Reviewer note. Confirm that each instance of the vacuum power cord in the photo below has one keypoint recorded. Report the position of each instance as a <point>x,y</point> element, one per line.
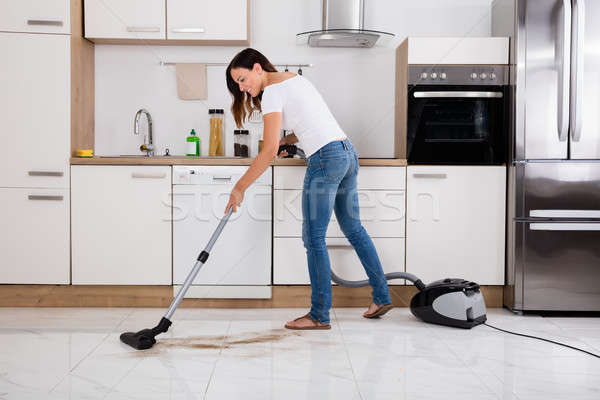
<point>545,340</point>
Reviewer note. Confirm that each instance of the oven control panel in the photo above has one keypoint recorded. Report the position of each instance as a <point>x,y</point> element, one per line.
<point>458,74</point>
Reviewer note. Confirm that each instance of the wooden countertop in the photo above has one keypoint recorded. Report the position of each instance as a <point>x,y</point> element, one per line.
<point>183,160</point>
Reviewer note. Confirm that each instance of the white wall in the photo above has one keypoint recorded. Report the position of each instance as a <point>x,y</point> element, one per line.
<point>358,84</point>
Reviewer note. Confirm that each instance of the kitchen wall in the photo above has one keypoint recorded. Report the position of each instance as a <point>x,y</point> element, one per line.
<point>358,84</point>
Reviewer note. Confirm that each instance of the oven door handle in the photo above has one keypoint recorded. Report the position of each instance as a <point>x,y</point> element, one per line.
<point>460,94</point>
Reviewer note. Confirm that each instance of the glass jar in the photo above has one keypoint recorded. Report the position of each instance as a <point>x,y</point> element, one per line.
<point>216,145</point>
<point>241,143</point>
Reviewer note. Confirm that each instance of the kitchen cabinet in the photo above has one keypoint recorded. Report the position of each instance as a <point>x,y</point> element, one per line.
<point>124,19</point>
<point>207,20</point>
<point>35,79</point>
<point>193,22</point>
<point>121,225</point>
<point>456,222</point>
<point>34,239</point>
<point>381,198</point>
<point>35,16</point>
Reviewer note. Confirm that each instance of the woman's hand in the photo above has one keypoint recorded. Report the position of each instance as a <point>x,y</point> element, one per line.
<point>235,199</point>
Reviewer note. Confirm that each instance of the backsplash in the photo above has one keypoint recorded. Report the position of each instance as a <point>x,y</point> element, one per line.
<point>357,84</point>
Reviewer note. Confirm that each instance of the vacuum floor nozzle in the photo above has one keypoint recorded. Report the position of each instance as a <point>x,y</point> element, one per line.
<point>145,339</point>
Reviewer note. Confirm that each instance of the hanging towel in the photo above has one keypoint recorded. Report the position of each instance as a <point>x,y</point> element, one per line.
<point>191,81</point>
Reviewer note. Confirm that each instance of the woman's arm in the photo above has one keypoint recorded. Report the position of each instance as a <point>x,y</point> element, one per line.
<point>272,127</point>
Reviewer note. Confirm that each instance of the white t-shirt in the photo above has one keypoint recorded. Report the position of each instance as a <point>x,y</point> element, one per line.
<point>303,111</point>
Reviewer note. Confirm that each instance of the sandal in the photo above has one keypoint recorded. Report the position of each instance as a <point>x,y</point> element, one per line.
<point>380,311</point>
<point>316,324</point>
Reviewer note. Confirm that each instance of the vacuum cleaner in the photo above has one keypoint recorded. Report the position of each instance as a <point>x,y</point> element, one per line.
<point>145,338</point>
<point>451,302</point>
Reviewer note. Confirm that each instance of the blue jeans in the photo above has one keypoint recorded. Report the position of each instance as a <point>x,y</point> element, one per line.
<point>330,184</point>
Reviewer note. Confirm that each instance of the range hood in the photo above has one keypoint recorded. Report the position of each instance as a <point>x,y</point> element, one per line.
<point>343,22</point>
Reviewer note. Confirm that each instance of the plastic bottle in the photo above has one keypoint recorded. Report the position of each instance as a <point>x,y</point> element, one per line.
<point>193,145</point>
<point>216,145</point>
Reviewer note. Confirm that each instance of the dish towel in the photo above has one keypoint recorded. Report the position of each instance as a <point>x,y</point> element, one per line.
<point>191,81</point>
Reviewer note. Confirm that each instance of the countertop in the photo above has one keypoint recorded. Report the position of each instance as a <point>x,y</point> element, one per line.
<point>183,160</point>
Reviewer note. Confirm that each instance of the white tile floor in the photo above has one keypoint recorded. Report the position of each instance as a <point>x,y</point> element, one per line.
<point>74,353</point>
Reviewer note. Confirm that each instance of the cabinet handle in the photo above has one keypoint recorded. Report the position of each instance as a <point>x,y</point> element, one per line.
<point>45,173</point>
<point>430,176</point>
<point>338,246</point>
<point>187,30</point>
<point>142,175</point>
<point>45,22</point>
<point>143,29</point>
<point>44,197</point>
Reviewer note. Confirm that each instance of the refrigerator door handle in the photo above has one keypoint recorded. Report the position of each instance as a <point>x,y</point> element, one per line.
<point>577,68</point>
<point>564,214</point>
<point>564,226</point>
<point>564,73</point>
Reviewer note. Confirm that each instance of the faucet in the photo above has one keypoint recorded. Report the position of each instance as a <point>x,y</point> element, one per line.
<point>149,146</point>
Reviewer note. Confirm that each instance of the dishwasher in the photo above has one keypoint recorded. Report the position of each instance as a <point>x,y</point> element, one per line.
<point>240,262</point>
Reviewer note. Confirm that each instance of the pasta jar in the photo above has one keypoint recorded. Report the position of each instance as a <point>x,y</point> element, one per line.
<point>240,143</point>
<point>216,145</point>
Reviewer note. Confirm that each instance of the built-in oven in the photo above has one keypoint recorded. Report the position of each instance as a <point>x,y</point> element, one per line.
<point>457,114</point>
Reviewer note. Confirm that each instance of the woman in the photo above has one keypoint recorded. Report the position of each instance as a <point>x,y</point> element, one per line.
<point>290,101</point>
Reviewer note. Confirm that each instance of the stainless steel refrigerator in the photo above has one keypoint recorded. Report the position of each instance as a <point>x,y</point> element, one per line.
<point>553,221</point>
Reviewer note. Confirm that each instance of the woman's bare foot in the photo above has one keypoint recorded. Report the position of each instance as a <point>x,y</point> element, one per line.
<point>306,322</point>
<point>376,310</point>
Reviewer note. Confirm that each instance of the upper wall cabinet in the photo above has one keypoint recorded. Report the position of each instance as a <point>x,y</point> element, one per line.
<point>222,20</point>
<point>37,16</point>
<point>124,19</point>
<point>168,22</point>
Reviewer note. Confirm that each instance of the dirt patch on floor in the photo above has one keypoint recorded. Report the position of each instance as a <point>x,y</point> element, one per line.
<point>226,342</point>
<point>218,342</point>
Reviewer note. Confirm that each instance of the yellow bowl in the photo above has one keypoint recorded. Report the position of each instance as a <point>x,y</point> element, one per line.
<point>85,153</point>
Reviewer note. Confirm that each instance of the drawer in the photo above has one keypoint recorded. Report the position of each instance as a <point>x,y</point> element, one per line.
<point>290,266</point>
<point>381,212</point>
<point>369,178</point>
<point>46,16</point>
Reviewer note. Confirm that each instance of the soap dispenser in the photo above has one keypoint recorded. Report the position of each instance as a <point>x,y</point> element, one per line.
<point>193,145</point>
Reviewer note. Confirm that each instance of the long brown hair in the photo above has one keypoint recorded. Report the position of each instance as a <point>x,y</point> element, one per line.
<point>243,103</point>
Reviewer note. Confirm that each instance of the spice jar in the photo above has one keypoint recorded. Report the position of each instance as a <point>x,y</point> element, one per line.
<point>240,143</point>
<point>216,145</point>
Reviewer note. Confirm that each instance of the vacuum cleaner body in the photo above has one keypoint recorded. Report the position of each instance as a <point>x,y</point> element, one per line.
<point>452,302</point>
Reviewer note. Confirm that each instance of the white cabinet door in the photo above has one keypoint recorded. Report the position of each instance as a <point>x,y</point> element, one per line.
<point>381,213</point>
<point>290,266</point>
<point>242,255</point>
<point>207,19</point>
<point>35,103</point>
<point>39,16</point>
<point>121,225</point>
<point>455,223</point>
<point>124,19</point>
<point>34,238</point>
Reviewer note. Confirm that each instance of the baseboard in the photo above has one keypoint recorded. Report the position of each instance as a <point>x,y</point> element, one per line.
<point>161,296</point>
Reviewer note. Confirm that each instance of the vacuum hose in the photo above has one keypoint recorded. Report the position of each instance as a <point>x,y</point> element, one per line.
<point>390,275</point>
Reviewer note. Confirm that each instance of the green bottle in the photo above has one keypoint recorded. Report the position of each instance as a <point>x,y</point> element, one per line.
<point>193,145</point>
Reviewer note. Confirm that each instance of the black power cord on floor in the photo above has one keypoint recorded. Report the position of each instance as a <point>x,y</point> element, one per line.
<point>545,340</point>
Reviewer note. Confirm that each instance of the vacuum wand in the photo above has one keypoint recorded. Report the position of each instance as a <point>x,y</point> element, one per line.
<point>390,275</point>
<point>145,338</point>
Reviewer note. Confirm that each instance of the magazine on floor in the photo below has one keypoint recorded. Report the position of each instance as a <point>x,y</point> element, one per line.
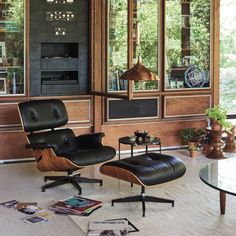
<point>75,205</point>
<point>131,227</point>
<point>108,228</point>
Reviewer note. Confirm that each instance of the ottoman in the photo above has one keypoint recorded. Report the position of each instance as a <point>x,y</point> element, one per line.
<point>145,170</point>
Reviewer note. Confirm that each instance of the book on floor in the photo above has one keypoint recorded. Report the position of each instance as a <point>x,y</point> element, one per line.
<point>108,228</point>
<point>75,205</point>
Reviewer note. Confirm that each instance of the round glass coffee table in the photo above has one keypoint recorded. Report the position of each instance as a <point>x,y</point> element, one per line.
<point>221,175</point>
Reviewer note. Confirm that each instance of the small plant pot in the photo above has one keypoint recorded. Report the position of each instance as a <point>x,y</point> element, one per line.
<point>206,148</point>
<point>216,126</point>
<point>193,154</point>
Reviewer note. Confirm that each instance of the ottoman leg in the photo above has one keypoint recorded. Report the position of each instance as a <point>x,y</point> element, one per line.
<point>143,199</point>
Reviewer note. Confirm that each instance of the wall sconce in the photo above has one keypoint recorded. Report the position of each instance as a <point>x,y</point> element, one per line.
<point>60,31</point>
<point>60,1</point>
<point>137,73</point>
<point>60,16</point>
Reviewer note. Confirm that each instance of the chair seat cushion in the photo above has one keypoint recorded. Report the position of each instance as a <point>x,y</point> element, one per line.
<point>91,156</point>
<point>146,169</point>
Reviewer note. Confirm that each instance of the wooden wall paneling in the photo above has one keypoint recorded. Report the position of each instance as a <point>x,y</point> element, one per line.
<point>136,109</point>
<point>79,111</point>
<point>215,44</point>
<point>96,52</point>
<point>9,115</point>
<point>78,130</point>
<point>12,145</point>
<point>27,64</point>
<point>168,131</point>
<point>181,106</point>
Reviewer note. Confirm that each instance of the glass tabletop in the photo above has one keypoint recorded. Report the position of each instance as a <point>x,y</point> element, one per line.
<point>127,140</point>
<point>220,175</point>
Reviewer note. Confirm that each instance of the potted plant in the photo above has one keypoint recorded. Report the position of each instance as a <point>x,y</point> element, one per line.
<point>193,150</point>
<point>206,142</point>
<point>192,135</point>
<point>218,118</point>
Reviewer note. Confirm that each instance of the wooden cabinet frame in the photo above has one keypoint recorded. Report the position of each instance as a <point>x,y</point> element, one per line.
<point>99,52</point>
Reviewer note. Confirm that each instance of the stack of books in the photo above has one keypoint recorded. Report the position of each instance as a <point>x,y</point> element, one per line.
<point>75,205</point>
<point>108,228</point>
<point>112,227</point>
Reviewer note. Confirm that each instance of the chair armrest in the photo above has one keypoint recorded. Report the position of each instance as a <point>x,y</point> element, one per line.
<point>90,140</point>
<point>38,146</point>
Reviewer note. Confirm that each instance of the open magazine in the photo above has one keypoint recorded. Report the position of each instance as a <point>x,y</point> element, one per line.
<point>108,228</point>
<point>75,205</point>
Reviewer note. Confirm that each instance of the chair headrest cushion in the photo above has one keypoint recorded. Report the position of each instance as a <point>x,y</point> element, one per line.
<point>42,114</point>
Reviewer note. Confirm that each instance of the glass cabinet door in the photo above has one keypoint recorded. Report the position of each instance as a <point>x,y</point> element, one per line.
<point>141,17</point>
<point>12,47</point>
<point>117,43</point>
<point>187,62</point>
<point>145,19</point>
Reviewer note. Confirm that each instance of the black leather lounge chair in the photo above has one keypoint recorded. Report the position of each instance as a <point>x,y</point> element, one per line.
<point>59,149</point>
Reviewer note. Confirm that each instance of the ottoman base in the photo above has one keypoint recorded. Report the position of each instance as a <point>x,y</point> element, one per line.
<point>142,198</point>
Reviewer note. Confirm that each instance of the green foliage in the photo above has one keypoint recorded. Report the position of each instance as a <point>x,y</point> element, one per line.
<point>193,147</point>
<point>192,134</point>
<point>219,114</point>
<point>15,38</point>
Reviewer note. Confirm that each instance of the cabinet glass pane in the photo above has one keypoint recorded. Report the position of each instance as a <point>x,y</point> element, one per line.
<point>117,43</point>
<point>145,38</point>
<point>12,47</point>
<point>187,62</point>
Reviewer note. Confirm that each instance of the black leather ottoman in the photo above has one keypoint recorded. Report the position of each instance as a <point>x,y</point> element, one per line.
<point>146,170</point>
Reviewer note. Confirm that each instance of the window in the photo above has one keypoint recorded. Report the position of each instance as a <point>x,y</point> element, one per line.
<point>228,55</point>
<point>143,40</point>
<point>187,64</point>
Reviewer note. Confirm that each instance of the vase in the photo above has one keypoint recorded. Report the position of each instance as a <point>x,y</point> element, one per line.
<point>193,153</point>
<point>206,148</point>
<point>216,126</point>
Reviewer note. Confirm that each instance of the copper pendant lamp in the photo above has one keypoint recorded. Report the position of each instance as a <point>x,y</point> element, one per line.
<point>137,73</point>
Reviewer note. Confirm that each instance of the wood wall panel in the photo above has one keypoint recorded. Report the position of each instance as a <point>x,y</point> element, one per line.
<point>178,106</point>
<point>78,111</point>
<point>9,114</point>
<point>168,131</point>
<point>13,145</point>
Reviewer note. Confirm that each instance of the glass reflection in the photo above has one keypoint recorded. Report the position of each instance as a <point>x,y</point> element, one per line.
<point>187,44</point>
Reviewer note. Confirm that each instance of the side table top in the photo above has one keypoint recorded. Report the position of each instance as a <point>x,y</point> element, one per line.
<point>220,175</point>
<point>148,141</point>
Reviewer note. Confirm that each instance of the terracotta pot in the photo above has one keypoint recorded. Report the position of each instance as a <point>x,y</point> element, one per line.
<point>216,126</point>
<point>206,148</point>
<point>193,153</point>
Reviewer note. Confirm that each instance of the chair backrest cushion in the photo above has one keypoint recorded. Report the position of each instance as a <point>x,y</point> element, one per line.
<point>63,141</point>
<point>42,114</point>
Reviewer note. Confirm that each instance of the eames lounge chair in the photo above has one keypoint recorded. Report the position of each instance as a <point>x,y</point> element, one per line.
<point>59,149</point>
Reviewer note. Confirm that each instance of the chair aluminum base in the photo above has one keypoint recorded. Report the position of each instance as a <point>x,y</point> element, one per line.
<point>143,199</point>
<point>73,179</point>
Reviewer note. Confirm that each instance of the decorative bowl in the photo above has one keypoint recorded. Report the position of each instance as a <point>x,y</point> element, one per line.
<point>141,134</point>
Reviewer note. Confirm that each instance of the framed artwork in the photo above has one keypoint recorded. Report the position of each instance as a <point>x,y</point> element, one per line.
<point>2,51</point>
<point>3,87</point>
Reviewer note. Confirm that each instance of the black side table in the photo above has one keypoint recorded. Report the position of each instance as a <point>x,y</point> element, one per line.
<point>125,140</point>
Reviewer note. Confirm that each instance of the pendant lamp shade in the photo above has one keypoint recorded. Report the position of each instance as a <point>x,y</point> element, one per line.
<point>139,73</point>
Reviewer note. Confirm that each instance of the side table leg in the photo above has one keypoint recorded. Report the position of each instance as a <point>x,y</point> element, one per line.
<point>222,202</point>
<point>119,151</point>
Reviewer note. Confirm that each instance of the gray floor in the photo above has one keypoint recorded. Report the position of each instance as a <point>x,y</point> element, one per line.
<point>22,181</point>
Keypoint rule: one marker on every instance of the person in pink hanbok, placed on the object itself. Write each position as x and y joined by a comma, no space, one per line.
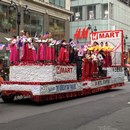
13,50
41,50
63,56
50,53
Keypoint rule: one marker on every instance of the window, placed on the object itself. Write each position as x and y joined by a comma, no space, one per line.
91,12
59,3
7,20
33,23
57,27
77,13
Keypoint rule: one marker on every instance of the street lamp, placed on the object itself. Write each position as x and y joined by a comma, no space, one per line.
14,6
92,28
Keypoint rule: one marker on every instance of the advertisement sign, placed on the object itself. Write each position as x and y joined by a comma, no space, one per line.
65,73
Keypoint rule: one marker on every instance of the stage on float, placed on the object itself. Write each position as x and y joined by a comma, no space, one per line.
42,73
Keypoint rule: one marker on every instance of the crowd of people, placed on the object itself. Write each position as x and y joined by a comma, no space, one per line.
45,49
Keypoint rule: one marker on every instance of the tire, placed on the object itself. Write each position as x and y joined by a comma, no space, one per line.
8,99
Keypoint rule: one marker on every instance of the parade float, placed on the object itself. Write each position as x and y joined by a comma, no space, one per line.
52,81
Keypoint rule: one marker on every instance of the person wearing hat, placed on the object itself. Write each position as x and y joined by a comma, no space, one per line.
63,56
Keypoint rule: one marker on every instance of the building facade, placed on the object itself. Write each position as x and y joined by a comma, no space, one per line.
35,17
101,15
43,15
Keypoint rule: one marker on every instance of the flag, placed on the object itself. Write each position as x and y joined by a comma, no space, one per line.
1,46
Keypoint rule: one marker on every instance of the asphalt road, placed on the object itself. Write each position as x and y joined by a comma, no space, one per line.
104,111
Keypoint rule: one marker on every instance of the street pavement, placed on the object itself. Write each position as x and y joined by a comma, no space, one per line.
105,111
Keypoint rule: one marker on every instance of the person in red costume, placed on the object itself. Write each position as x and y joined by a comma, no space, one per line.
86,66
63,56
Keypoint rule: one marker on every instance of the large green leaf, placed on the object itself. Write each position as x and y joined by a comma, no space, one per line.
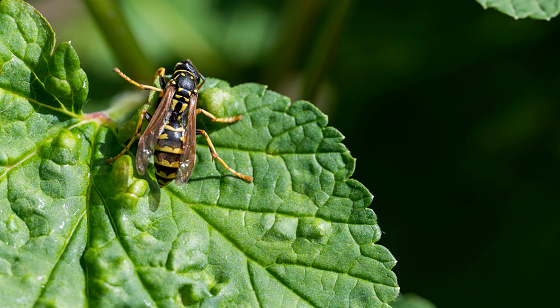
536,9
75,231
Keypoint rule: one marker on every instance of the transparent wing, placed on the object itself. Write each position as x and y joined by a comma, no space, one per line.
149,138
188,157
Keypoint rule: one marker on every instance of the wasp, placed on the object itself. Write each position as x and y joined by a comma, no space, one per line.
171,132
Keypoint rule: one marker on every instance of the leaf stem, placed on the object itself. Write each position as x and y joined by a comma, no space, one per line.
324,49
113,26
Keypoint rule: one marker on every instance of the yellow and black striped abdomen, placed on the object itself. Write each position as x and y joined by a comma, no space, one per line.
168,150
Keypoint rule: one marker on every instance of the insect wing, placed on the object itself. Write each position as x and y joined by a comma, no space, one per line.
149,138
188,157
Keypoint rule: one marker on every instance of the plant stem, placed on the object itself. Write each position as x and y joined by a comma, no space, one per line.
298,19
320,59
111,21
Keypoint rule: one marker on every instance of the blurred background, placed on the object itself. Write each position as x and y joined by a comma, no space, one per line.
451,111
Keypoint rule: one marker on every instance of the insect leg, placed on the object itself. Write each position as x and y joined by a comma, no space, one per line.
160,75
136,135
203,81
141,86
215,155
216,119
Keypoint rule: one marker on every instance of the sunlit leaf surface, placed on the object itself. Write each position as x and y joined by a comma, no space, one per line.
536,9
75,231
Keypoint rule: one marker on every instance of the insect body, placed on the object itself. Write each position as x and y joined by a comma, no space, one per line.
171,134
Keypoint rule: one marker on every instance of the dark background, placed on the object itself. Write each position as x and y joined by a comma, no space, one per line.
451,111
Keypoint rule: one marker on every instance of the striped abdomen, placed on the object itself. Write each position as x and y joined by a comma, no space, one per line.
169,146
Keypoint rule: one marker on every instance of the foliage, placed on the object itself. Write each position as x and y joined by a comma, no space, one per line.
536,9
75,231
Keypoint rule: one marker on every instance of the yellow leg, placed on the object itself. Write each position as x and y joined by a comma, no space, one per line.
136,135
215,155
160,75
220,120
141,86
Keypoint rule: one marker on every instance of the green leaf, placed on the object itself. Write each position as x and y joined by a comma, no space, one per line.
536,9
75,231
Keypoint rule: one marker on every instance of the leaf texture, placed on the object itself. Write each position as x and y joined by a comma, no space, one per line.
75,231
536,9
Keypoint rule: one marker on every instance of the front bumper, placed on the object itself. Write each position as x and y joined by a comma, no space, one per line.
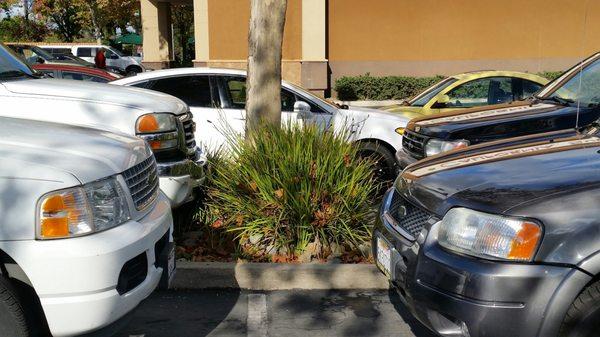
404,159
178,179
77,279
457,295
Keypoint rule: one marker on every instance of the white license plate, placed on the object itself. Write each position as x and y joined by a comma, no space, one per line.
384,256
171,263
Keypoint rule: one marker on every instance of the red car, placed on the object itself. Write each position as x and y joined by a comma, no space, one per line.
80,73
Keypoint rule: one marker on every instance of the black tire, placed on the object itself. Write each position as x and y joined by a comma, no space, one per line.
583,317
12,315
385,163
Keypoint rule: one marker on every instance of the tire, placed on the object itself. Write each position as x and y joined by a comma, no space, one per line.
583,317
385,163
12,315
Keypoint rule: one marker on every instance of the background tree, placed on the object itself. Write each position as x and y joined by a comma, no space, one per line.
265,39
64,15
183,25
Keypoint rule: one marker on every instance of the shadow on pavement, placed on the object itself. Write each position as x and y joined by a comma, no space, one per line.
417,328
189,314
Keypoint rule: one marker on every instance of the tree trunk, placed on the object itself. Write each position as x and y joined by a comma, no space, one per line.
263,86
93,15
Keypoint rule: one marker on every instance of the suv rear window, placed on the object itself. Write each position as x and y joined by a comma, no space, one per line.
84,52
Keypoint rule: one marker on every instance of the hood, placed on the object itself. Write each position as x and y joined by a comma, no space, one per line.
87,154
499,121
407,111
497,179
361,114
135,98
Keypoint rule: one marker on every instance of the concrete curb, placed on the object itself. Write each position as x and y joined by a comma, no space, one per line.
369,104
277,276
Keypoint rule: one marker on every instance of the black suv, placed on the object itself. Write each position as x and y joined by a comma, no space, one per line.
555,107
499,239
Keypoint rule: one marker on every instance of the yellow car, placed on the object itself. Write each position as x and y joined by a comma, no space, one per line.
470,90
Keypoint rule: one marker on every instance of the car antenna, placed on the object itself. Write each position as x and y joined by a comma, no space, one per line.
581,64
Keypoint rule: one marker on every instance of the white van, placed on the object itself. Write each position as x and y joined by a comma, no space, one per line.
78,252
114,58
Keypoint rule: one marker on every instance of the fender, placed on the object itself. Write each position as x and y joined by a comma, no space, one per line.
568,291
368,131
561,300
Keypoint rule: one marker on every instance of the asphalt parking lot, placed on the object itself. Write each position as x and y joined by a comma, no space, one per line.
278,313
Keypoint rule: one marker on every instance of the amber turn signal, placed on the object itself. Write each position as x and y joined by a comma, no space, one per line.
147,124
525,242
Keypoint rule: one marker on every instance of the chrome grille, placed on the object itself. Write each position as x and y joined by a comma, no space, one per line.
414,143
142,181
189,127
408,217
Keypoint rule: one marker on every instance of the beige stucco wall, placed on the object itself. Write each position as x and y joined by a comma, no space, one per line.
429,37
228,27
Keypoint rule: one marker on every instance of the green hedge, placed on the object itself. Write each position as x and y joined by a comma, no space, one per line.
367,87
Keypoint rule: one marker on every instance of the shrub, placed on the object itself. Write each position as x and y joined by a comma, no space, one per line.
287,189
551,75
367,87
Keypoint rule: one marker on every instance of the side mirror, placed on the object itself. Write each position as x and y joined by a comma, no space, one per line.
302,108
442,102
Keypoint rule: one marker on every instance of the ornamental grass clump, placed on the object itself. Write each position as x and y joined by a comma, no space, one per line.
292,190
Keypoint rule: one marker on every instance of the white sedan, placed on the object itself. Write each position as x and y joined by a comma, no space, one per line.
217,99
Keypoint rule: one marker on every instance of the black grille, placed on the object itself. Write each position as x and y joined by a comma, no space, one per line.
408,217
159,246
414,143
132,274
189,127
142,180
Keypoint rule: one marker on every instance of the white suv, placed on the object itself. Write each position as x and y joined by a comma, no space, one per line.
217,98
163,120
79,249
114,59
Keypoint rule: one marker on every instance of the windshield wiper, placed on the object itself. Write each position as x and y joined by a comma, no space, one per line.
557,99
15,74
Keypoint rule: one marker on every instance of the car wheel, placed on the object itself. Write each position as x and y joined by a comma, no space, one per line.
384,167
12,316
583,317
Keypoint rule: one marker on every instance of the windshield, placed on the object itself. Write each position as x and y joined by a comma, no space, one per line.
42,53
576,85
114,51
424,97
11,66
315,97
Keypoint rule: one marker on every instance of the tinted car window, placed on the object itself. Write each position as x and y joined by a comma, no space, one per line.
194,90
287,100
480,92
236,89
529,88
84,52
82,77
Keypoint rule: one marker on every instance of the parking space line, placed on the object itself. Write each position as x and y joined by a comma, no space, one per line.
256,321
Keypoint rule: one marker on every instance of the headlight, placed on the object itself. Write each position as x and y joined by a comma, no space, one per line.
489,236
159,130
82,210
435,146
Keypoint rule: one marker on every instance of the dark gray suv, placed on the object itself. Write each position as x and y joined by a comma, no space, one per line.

+===+

*How to complete this task*. Give again, word for word, every line from the one holding "Keypoint rule: one marker on every instance of the tinted" to the end of the data.

*Response below*.
Keypoint rule: one marker on every instance of the tinted car window, placed on the object itself. Write each position as x and y joined by a comma, no space, one per line.
194,90
287,100
480,92
236,89
529,88
84,52
82,77
Keypoint rule: one marker on every instance of the parking space line, placed on the object itself. Write each position as x and y joined by a comma, no space, one per line.
256,321
Keypoint rule: one marker on every instance of the headlight, placed on the object itself. Write each position as x and y joined by a comma, no space, one per line.
489,236
159,130
82,210
435,146
Keypoint rule: one marker on every instance of the dark gray suv, placed on the object itself. Write each position as x and y joined by a comma, no space, one per line.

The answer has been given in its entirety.